本文抜粋:

===

【タイニーハウスに行ってみた】最先端のグリーン浄水システムを搭載した「Tiny TIM」

(c)Föllmi Photography

みなさま、こんにちは。オランダ在住ライターの倉田です。オランダに住んでいると、ふいに近所にタイニーハウスが現れるという幸運に巡り合えます。今回は、筆者の住む街に突然やってきたタイニーハウスのお話をしたいと思います。

可愛らしい外見とは裏腹に、世界初の技術を駆使した家だというこのタイニーハウス。しかも、家の一部には昔ながらの日本の知恵も採用されているのだとか。一体どういうことなのでしょう。

日本由来の「焼杉板」という技術を使った黒いタイニーハウス

事の起こりは、2016年末。以前ご紹介した、オランダのタイニーハウス・ムーブメントの先駆者であるマリョレインさんが運営するサイトを読んでいたら、筆者が住む地域に期間限定でタイニーハウスのモデルハウスが設置されるという情報を発見しました。

(c)Naoko Kurata

それほど遠くない場所の公園だったので、見学することに。すると、緑の芝生の上に建つスタイリッシュな黒いタイニーハウスを発見しました。

(c)Naoko Kurata

今まで見学した「Tiny House Shirly&Roy」や「Marjolein in het klein」が木材の色をそのまま生かした色調だったので、この外見はインパクトがありました。

===

以下の課題:
1. タイニーハウスの記事のうち、「みなさま、こんにちは。オラン」を含む箇所から書き始め、「体どういうことなのでしょう。」で終わる部分を、一字一句変えずに書き出してください。
2. タイニーハウスの記事について、次の問いに答えてください。
(a) 筆者はどこの国に住んでいますか？
(b) 筆者がモデルハウス設置の情報を見つけたのはいつですか？
(c) この黒いタイニーハウスには、日本由来のどんな技術が使われていますか？
3. タイニーハウスの記事を、最後の文の後から続けてください。

提供データ:
===

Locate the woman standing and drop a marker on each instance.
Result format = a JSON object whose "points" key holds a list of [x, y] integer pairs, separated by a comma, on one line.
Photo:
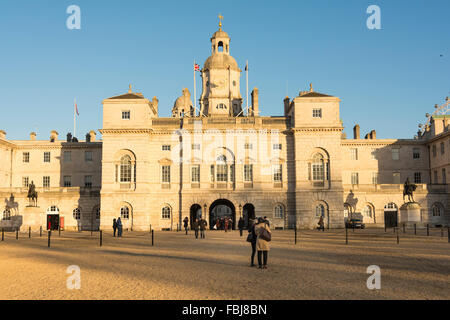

===

課題の解答:
1.
みなさま、こんにちは。オランダ在住ライターの倉田です。オランダに住んでいると、ふいに近所にタイニーハウスが現れるという幸運に巡り合えます。今回は、筆者の住む街に突然やってきたタイニーハウスのお話をしたいと思います。

可愛らしい外見とは裏腹に、世界初の技術を駆使した家だというこのタイニーハウス。しかも、家の一部には昔ながらの日本の知恵も採用されているのだとか。一体どういうことなのでしょう。

2.
(a) オランダ
(b) 2016年末
(c) 「焼杉板」という技術

3.
タイニーハウスに住む人、造る人の多くがそうであるように、この黒いタイニーハウスを手掛ける「Tiny TIM」も環境保護に気をかけており、持続可能な環境を保護されている森林から伐採された木材を使用した「アコヤ」(Accoya)を採用しているのだそう。アコヤとは、オランダのタイタンウッド社(Titan Wood)がアセチル化処理という独自の方法によって製造している天然木材のこと。とても水に強く耐久性があり、50年は腐食しないと言われています。その丈夫なアコヤをドア枠、窓枠に使用していました。

(c) Föllmi Photography

そしてこのタイニーハウスの黒さの秘密は、火で加熱処理をされているから。木材に火のエネルギーが加わったせいか、気が滅入るような曇天の下でも家からは不思議な力強さと存在感を感じました。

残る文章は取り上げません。